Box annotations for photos
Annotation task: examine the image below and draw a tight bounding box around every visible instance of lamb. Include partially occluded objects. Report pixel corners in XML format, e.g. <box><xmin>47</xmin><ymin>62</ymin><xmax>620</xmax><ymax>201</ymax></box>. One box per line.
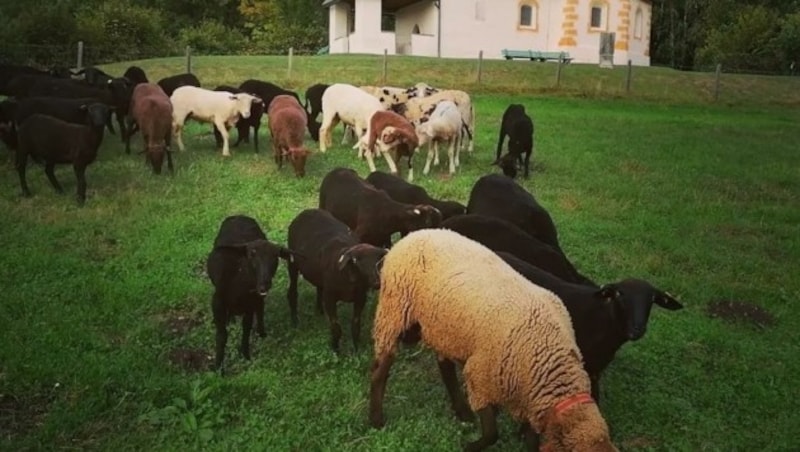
<box><xmin>16</xmin><ymin>103</ymin><xmax>109</xmax><ymax>205</ymax></box>
<box><xmin>305</xmin><ymin>83</ymin><xmax>330</xmax><ymax>141</ymax></box>
<box><xmin>369</xmin><ymin>230</ymin><xmax>617</xmax><ymax>451</ymax></box>
<box><xmin>360</xmin><ymin>111</ymin><xmax>419</xmax><ymax>182</ymax></box>
<box><xmin>267</xmin><ymin>94</ymin><xmax>310</xmax><ymax>177</ymax></box>
<box><xmin>494</xmin><ymin>104</ymin><xmax>533</xmax><ymax>179</ymax></box>
<box><xmin>171</xmin><ymin>86</ymin><xmax>263</xmax><ymax>157</ymax></box>
<box><xmin>319</xmin><ymin>168</ymin><xmax>442</xmax><ymax>248</ymax></box>
<box><xmin>417</xmin><ymin>100</ymin><xmax>462</xmax><ymax>175</ymax></box>
<box><xmin>391</xmin><ymin>90</ymin><xmax>475</xmax><ymax>152</ymax></box>
<box><xmin>467</xmin><ymin>174</ymin><xmax>561</xmax><ymax>250</ymax></box>
<box><xmin>287</xmin><ymin>209</ymin><xmax>386</xmax><ymax>353</ymax></box>
<box><xmin>214</xmin><ymin>85</ymin><xmax>265</xmax><ymax>152</ymax></box>
<box><xmin>319</xmin><ymin>83</ymin><xmax>384</xmax><ymax>152</ymax></box>
<box><xmin>366</xmin><ymin>171</ymin><xmax>467</xmax><ymax>220</ymax></box>
<box><xmin>441</xmin><ymin>214</ymin><xmax>594</xmax><ymax>285</ymax></box>
<box><xmin>158</xmin><ymin>73</ymin><xmax>200</xmax><ymax>97</ymax></box>
<box><xmin>122</xmin><ymin>66</ymin><xmax>150</xmax><ymax>85</ymax></box>
<box><xmin>206</xmin><ymin>215</ymin><xmax>293</xmax><ymax>371</ymax></box>
<box><xmin>497</xmin><ymin>252</ymin><xmax>683</xmax><ymax>402</ymax></box>
<box><xmin>125</xmin><ymin>83</ymin><xmax>174</xmax><ymax>174</ymax></box>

§ Task: How many lines of the records above contain the word "objects"? Give only the number.

§ Problem solution: 1